• _YOUR OBJECTIVE_: In the listing that follows, how many lines have the word "before" in them? Give only the number.

• _GIVEN RECORDS_:
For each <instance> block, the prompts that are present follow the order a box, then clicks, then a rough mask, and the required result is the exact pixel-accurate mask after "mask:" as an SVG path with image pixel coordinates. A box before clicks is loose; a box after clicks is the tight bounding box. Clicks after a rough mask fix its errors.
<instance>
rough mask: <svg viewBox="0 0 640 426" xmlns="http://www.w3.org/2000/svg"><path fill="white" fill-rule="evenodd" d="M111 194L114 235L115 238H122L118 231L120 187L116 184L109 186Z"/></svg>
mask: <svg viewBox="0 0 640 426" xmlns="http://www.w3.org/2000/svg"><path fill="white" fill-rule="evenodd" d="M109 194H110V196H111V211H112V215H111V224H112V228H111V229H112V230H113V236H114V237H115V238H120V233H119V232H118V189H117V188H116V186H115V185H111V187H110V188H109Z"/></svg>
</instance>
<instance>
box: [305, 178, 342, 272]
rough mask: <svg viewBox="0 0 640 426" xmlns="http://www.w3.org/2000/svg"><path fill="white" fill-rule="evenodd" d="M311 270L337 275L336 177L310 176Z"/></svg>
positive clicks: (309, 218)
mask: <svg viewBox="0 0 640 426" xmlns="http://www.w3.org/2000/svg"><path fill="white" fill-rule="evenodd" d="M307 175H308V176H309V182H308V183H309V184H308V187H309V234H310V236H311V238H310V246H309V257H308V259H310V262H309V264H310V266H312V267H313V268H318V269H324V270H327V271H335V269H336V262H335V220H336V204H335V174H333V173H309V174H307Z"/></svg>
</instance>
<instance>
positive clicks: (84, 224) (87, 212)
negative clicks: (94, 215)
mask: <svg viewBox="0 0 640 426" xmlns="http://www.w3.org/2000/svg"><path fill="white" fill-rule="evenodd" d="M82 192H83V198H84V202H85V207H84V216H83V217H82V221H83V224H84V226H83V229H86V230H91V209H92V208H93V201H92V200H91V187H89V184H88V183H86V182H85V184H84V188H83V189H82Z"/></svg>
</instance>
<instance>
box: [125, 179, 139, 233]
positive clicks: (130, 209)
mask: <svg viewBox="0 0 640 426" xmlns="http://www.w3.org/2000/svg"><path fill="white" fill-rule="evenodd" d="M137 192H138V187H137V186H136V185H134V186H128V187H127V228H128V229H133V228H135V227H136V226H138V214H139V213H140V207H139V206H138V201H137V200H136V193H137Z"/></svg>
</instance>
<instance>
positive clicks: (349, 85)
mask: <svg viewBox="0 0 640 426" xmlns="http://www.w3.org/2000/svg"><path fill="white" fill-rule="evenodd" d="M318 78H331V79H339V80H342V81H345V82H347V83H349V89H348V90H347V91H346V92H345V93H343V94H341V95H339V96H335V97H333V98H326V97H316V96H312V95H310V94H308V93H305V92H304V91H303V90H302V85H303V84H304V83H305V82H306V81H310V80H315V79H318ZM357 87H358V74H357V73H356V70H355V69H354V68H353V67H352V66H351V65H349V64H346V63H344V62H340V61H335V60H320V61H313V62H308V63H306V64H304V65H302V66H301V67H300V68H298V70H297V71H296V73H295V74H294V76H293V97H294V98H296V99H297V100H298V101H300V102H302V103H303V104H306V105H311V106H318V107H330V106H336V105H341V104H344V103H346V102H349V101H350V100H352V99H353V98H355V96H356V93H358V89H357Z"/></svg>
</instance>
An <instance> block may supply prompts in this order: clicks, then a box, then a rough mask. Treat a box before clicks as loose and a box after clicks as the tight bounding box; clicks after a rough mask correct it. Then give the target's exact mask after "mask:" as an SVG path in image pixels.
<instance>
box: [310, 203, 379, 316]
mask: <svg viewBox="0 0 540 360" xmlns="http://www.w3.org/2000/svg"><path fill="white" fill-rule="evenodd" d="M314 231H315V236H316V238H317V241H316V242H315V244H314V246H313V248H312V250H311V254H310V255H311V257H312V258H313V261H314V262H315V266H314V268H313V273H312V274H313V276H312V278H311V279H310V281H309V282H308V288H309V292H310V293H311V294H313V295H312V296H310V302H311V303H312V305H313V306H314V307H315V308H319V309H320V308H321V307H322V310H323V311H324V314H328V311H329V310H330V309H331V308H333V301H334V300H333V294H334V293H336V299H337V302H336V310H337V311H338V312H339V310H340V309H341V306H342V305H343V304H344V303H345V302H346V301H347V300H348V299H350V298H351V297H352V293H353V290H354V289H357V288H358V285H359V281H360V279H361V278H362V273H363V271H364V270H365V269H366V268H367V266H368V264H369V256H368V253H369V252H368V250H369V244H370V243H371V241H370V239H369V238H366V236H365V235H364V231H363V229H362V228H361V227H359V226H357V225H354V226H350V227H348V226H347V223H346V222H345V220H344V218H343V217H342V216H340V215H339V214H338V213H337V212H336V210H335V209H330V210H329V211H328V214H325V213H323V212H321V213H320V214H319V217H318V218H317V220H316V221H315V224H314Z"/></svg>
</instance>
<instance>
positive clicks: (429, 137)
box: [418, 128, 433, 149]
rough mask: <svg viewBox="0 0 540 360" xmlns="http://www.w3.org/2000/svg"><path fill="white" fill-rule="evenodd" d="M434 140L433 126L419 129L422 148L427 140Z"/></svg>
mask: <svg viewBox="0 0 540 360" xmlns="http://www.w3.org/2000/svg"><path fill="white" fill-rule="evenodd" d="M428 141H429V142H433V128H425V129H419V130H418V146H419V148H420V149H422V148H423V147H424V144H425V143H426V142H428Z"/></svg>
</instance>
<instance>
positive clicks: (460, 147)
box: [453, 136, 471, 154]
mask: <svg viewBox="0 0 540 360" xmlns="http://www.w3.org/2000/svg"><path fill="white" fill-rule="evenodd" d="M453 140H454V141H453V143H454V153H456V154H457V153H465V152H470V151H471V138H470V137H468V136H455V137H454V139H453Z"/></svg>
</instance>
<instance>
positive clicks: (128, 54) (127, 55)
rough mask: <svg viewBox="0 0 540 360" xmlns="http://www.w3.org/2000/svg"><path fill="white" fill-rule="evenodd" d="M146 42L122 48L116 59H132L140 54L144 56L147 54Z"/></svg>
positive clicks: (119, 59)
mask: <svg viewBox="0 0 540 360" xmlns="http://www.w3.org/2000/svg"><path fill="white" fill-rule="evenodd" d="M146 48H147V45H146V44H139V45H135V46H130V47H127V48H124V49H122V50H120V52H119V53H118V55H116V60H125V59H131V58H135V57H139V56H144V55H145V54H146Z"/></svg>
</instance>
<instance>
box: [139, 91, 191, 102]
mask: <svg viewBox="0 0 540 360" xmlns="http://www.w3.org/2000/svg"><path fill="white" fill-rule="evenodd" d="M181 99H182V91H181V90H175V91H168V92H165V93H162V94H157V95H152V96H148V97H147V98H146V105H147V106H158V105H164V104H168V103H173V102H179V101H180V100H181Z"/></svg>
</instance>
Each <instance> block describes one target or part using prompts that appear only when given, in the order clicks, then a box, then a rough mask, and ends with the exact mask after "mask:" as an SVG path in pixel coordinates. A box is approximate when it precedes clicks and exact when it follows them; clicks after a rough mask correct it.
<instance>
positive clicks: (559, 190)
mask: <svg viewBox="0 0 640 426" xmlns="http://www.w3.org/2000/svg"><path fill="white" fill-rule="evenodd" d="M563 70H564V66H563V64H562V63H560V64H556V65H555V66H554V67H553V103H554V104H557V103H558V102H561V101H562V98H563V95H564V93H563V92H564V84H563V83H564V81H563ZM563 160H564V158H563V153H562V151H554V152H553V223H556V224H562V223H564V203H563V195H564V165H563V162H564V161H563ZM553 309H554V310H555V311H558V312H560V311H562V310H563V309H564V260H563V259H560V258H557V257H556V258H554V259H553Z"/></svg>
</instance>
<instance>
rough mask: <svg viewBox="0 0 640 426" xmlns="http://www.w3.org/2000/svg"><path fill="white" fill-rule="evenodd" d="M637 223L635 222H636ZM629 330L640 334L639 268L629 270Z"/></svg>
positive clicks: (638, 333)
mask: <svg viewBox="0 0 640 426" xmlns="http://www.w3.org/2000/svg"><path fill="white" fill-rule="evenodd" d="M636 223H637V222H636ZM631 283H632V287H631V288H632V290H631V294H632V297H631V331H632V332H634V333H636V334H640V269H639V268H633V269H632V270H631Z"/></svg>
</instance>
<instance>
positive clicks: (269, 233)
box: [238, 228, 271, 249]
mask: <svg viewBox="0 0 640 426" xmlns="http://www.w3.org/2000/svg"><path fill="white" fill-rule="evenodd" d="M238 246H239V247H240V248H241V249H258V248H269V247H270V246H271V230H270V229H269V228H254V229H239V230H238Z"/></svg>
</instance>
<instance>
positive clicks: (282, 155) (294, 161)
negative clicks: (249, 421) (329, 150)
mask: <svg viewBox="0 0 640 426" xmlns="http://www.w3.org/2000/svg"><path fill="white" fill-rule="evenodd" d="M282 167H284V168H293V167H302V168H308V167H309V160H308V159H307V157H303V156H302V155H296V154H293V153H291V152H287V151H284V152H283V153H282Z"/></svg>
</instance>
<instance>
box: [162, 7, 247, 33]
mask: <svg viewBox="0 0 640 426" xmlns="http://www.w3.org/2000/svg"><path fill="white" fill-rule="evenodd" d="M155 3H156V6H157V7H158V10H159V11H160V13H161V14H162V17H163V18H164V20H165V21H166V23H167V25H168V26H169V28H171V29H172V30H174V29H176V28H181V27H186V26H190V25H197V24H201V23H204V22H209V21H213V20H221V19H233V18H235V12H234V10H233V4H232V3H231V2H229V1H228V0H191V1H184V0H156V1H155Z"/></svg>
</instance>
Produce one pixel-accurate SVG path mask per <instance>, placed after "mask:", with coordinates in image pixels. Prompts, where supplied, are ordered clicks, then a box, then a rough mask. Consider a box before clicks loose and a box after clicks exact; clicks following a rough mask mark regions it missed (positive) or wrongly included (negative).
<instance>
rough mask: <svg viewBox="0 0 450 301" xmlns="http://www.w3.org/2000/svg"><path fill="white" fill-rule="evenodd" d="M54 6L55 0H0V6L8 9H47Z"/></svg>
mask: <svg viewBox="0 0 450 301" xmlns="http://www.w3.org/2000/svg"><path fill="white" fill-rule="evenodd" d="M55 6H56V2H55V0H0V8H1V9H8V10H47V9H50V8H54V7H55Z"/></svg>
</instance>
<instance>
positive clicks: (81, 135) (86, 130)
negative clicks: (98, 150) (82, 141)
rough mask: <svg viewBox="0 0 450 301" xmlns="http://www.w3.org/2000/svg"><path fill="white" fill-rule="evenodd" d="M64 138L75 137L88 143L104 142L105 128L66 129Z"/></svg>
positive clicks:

• _ANSWER AREA_: 3